- Consegne -
• 1. Nell'articolo sul libro di Giulia Iannuzzi, trova le figure umane di cui pullula il mondo descritto dall'autrice ed elencale tutte.
• 2. Indica se ciascuna affermazione concorda con l'articolo sul libro di Giulia Iannuzzi. Rispondi sì o no e cita le parole del testo che lo stabiliscono.
(a) Il libro è stato pubblicato da Viella nel 2022.
(b) La trasposizione cinematografica interpretata da Daniel Day Lewis è del 1992.
(c) L'opera si limita alle regioni del Golfo.

- Articolo -
Aprendo il libro di Giulia Iannuzzi Geografie del tempo. Viaggiatori europei tra i popoli nativi nel Nord America del Settecento (Viella, 2022), risulta difficile non farsi sorprendere dalla voglia di riprendere in mano il romanzo di James Fenimore Cooper, L’ultimo dei Mohicani. Sembra quasi di poter udire in lontananza l’eco dei tamburi e delle cornamuse, delle trombe e dei violini che di quest’ultimo accompagnano la meravigliosa trasposizione cinematografica interpretata da Daniel Day Lewis nell’ormai lontano 1992. Forse, proprio la musica – per eccellenza un ponte tra culture aperto alla contaminazione – è un buon punto di partenza per parlare di Geografie del tempo. Man mano che ci si addentra nella lettura, il mondo descritto dall’autrice pullula di variegata umanità: viaggiatori, avventurieri, esploratori, mercanti di pellicce, tribù indiane. La mente naviga sui grandi fiumi dell’entroterra americano, ne osserva le vaste praterie, scruta le creste delle catene montuose, ora innevate, ora nebbiose, ora aride o popolate da foreste. L’opera spazia dalle umide regioni del Golfo ai torridi deserti dell’ovest, fino ai ghiacci dell’Alaska e ai freddi mari della Baia di Hudson.
Tuttavia, nell’opera di cui parliamo c’è molto di più. Iannuzzi ci racconta una storia complessa, affascinante, insospettabile – direi – per gran parte del pubblico contemporaneo. Le domande centrali che animano il dipanarsi del volume sono questioni allo stesso tempo antiche e di bruciante attualità. Come si elabora culturalmente l’incontro con l’altro, con il diverso da noi? Difformità di lingua, cultura, storia si traducono sempre in uno scontro, in una gerarchizzazione esclusiva e discriminante o possono produrre civiltà? In che direzione viaggiano le contaminazioni e gli scambi culturali? Cosa passa e perché? Com’è trasmesso questo incontro ai posteri, come influenza il “presente (del) futuro”?

Voci di contorno per le immagini
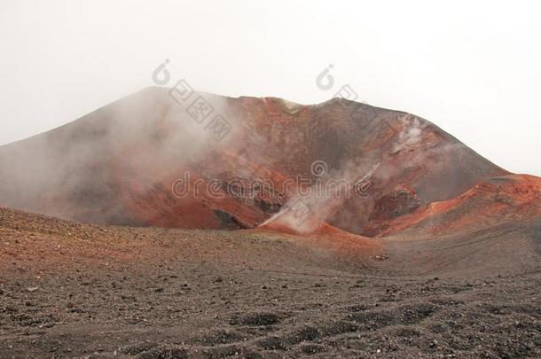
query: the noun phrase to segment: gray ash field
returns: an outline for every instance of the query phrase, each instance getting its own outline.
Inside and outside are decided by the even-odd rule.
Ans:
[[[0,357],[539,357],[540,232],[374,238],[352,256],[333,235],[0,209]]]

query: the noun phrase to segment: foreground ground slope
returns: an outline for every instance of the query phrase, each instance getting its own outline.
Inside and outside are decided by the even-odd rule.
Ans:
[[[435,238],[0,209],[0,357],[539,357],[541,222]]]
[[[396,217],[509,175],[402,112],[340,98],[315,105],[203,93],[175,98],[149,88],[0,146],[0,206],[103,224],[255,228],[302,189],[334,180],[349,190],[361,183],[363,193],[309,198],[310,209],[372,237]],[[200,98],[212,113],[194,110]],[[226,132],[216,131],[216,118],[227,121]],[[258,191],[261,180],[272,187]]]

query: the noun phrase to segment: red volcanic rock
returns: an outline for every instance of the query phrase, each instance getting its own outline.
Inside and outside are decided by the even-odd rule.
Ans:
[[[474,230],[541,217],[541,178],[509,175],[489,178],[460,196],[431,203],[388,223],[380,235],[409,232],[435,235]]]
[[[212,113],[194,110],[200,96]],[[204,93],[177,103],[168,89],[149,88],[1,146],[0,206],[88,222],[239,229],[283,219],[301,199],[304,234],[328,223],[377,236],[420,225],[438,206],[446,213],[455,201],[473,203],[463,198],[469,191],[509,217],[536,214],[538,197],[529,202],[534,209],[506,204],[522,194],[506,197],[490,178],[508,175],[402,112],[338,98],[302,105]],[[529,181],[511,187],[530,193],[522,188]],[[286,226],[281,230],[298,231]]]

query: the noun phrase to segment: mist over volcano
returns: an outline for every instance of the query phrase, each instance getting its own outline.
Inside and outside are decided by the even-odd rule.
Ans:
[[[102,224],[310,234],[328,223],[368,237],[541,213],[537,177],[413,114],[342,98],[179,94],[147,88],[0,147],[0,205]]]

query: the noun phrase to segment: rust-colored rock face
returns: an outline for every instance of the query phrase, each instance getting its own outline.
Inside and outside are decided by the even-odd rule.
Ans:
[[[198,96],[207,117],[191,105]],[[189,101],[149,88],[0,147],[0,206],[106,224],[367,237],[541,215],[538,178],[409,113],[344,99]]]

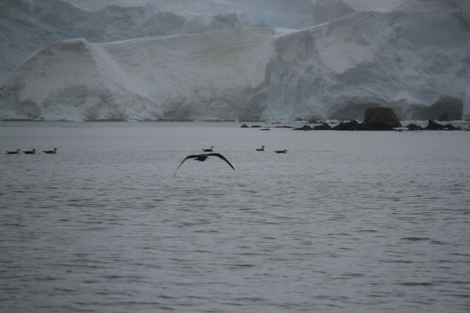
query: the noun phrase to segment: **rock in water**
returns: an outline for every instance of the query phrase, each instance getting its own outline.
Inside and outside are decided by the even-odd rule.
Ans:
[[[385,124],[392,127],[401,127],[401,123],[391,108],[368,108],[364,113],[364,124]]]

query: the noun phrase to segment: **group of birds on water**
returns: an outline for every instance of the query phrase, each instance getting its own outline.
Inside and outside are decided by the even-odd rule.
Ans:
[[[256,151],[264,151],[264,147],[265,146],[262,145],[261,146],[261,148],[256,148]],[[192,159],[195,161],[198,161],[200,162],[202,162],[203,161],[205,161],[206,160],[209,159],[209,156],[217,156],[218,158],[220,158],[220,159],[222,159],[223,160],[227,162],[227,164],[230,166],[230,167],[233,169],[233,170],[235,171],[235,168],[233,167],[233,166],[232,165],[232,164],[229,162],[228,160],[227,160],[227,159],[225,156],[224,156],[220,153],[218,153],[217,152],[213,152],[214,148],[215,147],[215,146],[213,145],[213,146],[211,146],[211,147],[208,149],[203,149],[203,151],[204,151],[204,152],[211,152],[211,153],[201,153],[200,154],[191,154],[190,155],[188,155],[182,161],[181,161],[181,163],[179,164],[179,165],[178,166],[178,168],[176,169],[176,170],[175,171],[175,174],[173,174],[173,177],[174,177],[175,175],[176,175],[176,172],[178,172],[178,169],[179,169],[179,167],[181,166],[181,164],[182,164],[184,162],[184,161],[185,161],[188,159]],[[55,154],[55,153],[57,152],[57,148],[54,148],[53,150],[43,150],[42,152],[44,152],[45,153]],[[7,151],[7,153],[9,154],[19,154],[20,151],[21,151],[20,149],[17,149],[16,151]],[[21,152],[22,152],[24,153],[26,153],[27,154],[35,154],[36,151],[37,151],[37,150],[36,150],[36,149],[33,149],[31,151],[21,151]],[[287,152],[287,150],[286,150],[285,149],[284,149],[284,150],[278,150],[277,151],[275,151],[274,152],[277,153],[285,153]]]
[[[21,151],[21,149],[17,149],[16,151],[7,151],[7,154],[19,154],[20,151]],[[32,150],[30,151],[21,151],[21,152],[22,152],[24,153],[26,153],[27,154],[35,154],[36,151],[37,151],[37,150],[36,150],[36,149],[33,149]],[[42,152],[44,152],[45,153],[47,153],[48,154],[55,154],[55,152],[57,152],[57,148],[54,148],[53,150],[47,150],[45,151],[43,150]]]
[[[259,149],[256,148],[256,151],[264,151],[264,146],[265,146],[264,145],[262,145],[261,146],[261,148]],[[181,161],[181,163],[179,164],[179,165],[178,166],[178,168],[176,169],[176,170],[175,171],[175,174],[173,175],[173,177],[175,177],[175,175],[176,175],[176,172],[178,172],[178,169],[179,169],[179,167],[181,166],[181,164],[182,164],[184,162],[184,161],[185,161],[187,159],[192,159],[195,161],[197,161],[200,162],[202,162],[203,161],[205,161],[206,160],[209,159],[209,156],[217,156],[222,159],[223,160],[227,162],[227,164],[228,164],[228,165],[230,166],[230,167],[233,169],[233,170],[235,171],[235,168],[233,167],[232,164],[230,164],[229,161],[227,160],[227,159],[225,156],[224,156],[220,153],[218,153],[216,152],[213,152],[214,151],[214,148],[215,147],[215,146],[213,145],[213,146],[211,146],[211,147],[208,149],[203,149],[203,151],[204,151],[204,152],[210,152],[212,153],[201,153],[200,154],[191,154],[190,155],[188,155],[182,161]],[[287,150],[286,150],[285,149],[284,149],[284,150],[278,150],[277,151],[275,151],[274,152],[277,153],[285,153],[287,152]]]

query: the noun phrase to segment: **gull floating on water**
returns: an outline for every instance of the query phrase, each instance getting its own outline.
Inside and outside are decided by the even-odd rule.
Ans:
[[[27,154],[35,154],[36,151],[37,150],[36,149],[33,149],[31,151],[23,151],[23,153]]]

- Soluzioni in ordine -
• 1. viaggiatori, avventurieri, esploratori, mercanti di pellicce, tribù indiane

• 2.
(a) Sì: "(Viella, 2022)".
(b) Sì: "interpretata da Daniel Day Lewis nell’ormai lontano 1992".
(c) No: "L’opera spazia dalle umide regioni del Golfo ai torridi deserti dell’ovest, fino ai ghiacci dell’Alaska e ai freddi mari della Baia di Hudson."